* **Recorded information**:
>>
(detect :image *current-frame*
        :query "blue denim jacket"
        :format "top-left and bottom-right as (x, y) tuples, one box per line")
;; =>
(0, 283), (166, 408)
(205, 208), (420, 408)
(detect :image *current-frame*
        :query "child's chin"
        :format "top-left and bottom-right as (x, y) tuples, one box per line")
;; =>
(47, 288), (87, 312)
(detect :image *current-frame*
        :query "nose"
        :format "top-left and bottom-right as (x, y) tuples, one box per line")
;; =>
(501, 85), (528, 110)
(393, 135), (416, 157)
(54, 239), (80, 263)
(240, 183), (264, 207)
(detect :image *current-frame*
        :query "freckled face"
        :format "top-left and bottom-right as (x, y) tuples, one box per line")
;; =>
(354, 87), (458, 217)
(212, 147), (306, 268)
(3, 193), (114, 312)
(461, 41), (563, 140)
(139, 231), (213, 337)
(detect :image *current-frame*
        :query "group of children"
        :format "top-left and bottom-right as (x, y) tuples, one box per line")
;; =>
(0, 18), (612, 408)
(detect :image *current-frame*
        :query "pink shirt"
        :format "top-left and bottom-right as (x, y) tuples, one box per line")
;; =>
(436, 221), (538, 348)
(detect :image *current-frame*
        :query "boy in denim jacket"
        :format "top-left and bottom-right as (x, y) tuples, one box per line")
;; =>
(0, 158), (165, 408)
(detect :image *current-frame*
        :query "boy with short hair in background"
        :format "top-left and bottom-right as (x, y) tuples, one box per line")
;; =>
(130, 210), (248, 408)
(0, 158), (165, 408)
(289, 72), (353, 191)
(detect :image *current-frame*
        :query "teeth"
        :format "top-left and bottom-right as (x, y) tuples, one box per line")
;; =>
<<
* **Job**:
Render all the records above as a numbered list with one item per line, leaving out any blank lines.

* **Result**:
1. (detect :image *current-frame*
2.         :query "blue denim jacket"
3.         :format "top-left and bottom-right as (x, y) tuples, one box per line")
4. ;; =>
5. (0, 283), (166, 408)
6. (205, 208), (420, 408)
7. (detect :image *current-frame*
8.         :query "child's chin"
9.         :format "top-left and bottom-right as (x, y) tuples, one box per line")
10. ;; =>
11. (47, 288), (87, 312)
12. (detect :image *current-frame*
13.         :query "nose"
14.         :format "top-left and bottom-right as (x, y) tuples, one box per line")
15. ;; =>
16. (501, 85), (528, 110)
17. (393, 135), (416, 157)
18. (54, 239), (80, 263)
19. (240, 183), (264, 207)
20. (detect :image *current-frame*
21.         :query "freckled face"
22.         :format "top-left and bottom-right as (x, y) tuples, one box per line")
23. ;; =>
24. (354, 87), (458, 217)
25. (212, 147), (306, 268)
26. (3, 193), (114, 312)
27. (461, 41), (563, 140)
28. (139, 231), (213, 337)
29. (detect :image *current-frame*
30.         :query "group of children"
31.         :format "top-left and bottom-right as (x, y) tuples, one box per line")
32. ;; =>
33. (0, 18), (612, 408)
34. (detect :image *current-frame*
35.         :query "pink shirt"
36.         :format "top-left and bottom-right as (x, y) tuples, one box per line")
37. ;; =>
38. (436, 221), (538, 348)
39. (detect :image *current-frame*
40.         :query "boy in denim jacket"
41.         :format "top-left and bottom-right as (x, y) tuples, one box per line")
42. ;; =>
43. (0, 158), (165, 408)
44. (detect :image *current-frame*
45.         :query "boy with short hair in background"
46.         :format "top-left and bottom-right as (x, y) tuples, one box per line")
47. ;; =>
48. (130, 210), (248, 408)
49. (0, 158), (165, 408)
50. (289, 72), (353, 191)
51. (detect :image *current-frame*
52.         :query "teeth"
53.         :format "top-left and bottom-right as (x, y) tuples, one box per line")
54. ;; =>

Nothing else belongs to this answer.